▶ _Page text_
Excellent lesson learned. :wink: If you attach your cell phone to your saddle, where's it going to be when you fall off and your horse runs home?

Biggest things I try to think of when a horse starts bucking
1) Grab the saddle horn with one hand
2) Try to crank their head around with the other hand
3) Yell obscenities at the horse ..... Okay, this last step is probably is probably just for my own sake!:twisted:


----------



## Lulubelle (Oct 30, 2013)

Yelling, yeah i did that! I need to get that grab-the-horn-instinct (rode english growing up)-
And the phone ended up between me and the barn, worse case scenario. Of course my first concern was her running thru tree with flapping stirrups and reins ("what if she breaks her leg too!?)


----------



## frlsgirl (Aug 6, 2013)

We have "oh crap" straps on our English saddles


----------



## tim62988 (Aug 30, 2012)

tell the nay-sayers they had best not get in a car to come visit you, as there are a lot more car accidents every year than there are horse accidents

horses are animals, therefore not 100% predictable doesn't mean your horse is bad in any way shape or form just means that there was a series of unpredictable events that ended up in a bad situation

personally if your horse wasn't giving you problems before I don't think I would worry about sending her out for training unless it becomes a repeatable spook but even then if you can figure out how to work her through it that would be more satisfying I would think

I will bet that once you get home and into the barn to give your mare some treats and watch someone else ride her you will be longing to be back in the saddle


oh and for your list.... #5. drink more milk to help those bones :-D


----------



## 5kiddos (Nov 15, 2012)

beau159, those were the exact 3 steps I took when horse started to buck on the trail the other day (although I just kept hollering the horses name and "stop it", "knock it off" , "whoa" and who knows what else).


----------



## trailhorserider (Oct 13, 2009)

▶ _Record extracts_
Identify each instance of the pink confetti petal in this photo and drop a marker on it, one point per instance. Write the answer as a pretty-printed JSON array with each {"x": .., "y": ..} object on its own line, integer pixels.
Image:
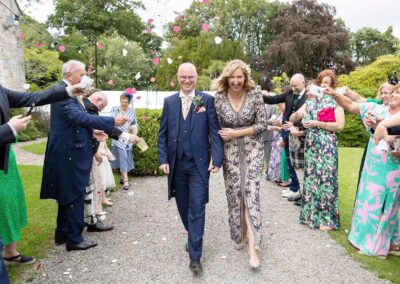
[{"x": 205, "y": 27}]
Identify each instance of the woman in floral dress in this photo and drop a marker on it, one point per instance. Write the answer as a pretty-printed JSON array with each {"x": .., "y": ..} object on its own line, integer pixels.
[
  {"x": 375, "y": 223},
  {"x": 241, "y": 114},
  {"x": 319, "y": 201}
]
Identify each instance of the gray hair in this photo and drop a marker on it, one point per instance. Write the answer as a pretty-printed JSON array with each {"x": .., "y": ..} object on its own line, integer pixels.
[{"x": 72, "y": 66}]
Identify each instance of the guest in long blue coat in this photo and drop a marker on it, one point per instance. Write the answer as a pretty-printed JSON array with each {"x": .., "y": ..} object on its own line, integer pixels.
[
  {"x": 68, "y": 160},
  {"x": 188, "y": 138}
]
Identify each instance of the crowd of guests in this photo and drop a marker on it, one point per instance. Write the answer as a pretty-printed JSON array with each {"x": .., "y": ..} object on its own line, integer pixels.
[{"x": 241, "y": 128}]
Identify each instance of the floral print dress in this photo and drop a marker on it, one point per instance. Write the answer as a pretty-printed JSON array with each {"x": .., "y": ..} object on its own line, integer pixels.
[
  {"x": 319, "y": 195},
  {"x": 244, "y": 161},
  {"x": 375, "y": 223}
]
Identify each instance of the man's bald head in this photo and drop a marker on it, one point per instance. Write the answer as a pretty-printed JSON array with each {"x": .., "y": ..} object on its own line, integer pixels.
[
  {"x": 297, "y": 83},
  {"x": 99, "y": 99}
]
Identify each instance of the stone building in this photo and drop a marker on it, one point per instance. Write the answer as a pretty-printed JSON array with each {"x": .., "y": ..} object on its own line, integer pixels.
[{"x": 12, "y": 73}]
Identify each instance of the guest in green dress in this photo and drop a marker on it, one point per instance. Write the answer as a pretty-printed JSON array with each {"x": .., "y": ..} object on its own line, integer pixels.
[
  {"x": 13, "y": 215},
  {"x": 375, "y": 224},
  {"x": 319, "y": 203}
]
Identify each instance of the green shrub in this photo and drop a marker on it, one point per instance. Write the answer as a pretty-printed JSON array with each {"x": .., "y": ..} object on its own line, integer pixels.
[{"x": 146, "y": 163}]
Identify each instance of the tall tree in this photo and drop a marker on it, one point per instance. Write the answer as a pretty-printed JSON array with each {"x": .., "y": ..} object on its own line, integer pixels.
[
  {"x": 246, "y": 21},
  {"x": 97, "y": 17},
  {"x": 307, "y": 39},
  {"x": 369, "y": 43}
]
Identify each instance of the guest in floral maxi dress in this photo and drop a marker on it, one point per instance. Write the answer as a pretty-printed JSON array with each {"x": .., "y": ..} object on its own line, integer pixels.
[
  {"x": 241, "y": 114},
  {"x": 319, "y": 195},
  {"x": 375, "y": 223}
]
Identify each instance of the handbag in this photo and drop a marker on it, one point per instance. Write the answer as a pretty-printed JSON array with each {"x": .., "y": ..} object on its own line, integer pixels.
[{"x": 326, "y": 115}]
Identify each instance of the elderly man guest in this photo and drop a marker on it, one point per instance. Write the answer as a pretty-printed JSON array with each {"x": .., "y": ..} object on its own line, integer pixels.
[
  {"x": 9, "y": 129},
  {"x": 68, "y": 159},
  {"x": 293, "y": 99},
  {"x": 188, "y": 135}
]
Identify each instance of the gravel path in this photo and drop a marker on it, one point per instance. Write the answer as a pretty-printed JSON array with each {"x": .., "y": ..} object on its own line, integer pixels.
[{"x": 147, "y": 245}]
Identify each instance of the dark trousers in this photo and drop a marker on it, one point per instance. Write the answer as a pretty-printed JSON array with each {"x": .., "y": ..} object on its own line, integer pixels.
[
  {"x": 3, "y": 271},
  {"x": 191, "y": 195},
  {"x": 294, "y": 184},
  {"x": 70, "y": 221}
]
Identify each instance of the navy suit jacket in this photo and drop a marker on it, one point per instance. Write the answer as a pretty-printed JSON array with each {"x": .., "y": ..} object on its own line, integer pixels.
[
  {"x": 204, "y": 137},
  {"x": 69, "y": 151},
  {"x": 12, "y": 99}
]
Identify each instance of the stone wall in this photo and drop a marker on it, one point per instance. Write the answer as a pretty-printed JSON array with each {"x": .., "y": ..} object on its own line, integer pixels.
[{"x": 12, "y": 73}]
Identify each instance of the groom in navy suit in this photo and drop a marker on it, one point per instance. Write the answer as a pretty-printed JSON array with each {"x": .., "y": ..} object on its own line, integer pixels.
[{"x": 188, "y": 135}]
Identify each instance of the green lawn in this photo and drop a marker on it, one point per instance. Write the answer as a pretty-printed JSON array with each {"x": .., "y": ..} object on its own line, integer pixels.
[
  {"x": 38, "y": 236},
  {"x": 349, "y": 163},
  {"x": 38, "y": 149}
]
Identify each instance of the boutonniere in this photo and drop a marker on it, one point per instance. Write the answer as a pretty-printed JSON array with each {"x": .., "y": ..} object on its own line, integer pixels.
[{"x": 198, "y": 104}]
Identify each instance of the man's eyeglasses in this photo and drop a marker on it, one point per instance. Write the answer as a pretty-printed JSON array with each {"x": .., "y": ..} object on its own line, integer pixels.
[{"x": 184, "y": 78}]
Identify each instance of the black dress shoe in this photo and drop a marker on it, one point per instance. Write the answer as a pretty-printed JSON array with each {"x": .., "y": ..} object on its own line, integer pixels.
[
  {"x": 81, "y": 246},
  {"x": 195, "y": 266},
  {"x": 99, "y": 227}
]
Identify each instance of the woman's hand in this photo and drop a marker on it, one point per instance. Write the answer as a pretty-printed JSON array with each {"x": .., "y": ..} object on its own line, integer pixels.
[
  {"x": 311, "y": 123},
  {"x": 228, "y": 133}
]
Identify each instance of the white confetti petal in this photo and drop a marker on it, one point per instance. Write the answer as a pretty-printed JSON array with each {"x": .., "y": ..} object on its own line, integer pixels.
[{"x": 218, "y": 40}]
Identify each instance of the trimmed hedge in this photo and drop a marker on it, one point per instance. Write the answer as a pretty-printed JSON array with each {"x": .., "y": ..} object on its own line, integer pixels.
[{"x": 146, "y": 163}]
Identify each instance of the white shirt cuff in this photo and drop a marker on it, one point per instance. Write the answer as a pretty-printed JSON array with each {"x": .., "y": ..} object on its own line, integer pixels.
[
  {"x": 69, "y": 92},
  {"x": 13, "y": 129}
]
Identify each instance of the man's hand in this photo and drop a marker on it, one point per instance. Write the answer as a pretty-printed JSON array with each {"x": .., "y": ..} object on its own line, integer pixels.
[
  {"x": 213, "y": 169},
  {"x": 287, "y": 125},
  {"x": 165, "y": 169},
  {"x": 227, "y": 133},
  {"x": 120, "y": 120},
  {"x": 134, "y": 139},
  {"x": 19, "y": 123}
]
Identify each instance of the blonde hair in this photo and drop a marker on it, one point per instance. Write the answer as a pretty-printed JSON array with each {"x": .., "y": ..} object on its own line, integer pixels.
[
  {"x": 384, "y": 85},
  {"x": 221, "y": 83}
]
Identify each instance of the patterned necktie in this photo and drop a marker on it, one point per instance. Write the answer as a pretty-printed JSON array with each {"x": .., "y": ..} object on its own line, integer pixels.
[{"x": 185, "y": 107}]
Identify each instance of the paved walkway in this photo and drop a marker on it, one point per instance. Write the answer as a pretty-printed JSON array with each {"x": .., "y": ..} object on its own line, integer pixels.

▶ _Instructions for the task_
In the forum thread, what does frlsgirl say they have on their English saddles?

▶ _Task output_
"Oh crap" straps.